Supplied passage:
━━━━━━━━━━━━━━━━

There are many ways to make your survival food more delicious and varied. For instance, you can add various spices or herbs to it. Moreover, you can easily grow many of them right on your windowsill. Today we will talk about basil, one of the most beloved herbs. Its bright smell and taste can garnish almost any dish, and with fresh pesto, you can even eat a shoe (but better not).
It is easy to grow your own basil on the deck. You do not also have to worry about pests that can ruin your crop.
A Bit of Theory
Your knowledge and survival skills might save your life one day! As food is so essential, the cooking methods, as well as the opportunities to grow certain products should be necessary for survivalists, preppers, and homesteaders. Sure enough, your gear is of the essence, as well.
Basil comes to Mediterranean cuisine from South Asia. It is also widespread in the South Pacific Islands. It is an annual plant in the mint family.
The benefits of basil are its bright taste and smell, as well as its rapid growth. That is why all gardeners love it so much, and it is a great herb for beginner gardeners. Usually, it takes about 3-4 weeks to get fresh basil from the seed.
We have a surprise for those who think that there are only one or two basil types. There are a lot of them! Here are just the most popular ones:
- Purple basil is not as aromatic as its relatives, but it is one of the most beautiful. One of the best ways to decorate your dish.

━━━━━━━━━━━━━━━━

Dataset section:
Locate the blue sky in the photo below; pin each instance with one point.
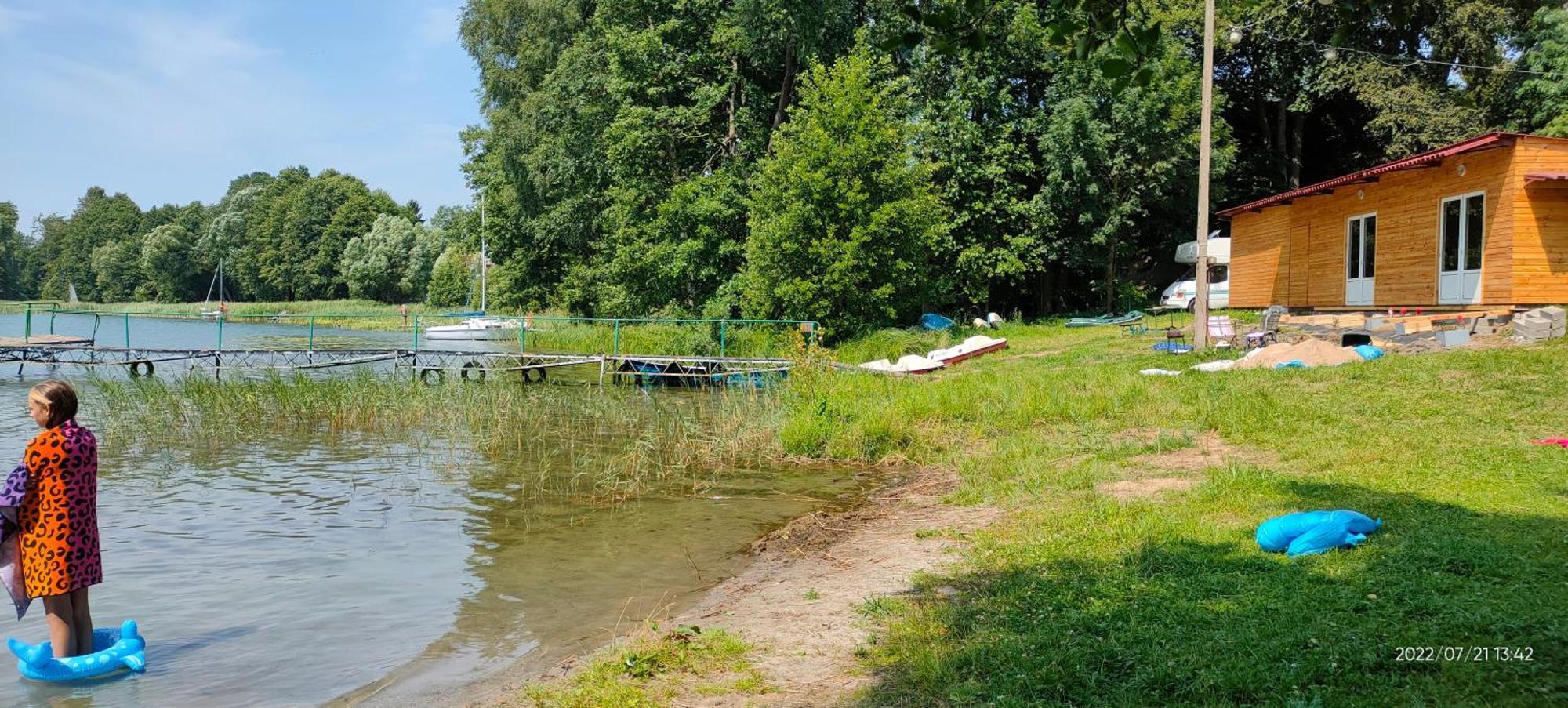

━━━━━━━━━━━━━━━━

Tasks to carry out:
1. In the basil article, condense the paragraph beginning "The benefits of basil are" into a shorter version that keeps its main facts.
2. Continue the article on growing basil from its final sentence onward, in the same style.

Responses per task:
1. Basil's bright taste, strong smell and rapid growth make it a favorite of all gardeners and an excellent choice for beginners. Fresh basil is usually ready about 3-4 weeks after sowing the seed.

2.
- Spicy globe basil can be the best container gardening solution. It has small leaves, but it smells great.
- Sweet basil is perhaps the most common type of this herb. Sweet basil has medium-sized green leaves.
- Green ruffles basil works well for salads. It has beautiful leaves that will serve as a flavored seasoning and a great decoration for your table.
- Sweet Thai basil has pointed leaves with a special aroma. This sweet basil is often used for frying, as it retains its pleasant smell even at high temperatures.
- Lemon basil is most often used to make sauces, desserts, pickles, and even brewing tea. It cannot be confused with other species due to the citrus aroma of this flavorful herb.
You don’t need to dwell on just one type — more basil is better! Grow as much as you can to mix it into your dishes and come up with more and more recipes.
Growing Basil from Seed
Growing basil from seeds is the most popular method among gardeners. However, you can grow basil plants right in the pot at home. Its versatility allows you to grow it both outdoors and indoors. To grow basil indoors, you need to adhere to the same conditions, and it will take four to eight weeks.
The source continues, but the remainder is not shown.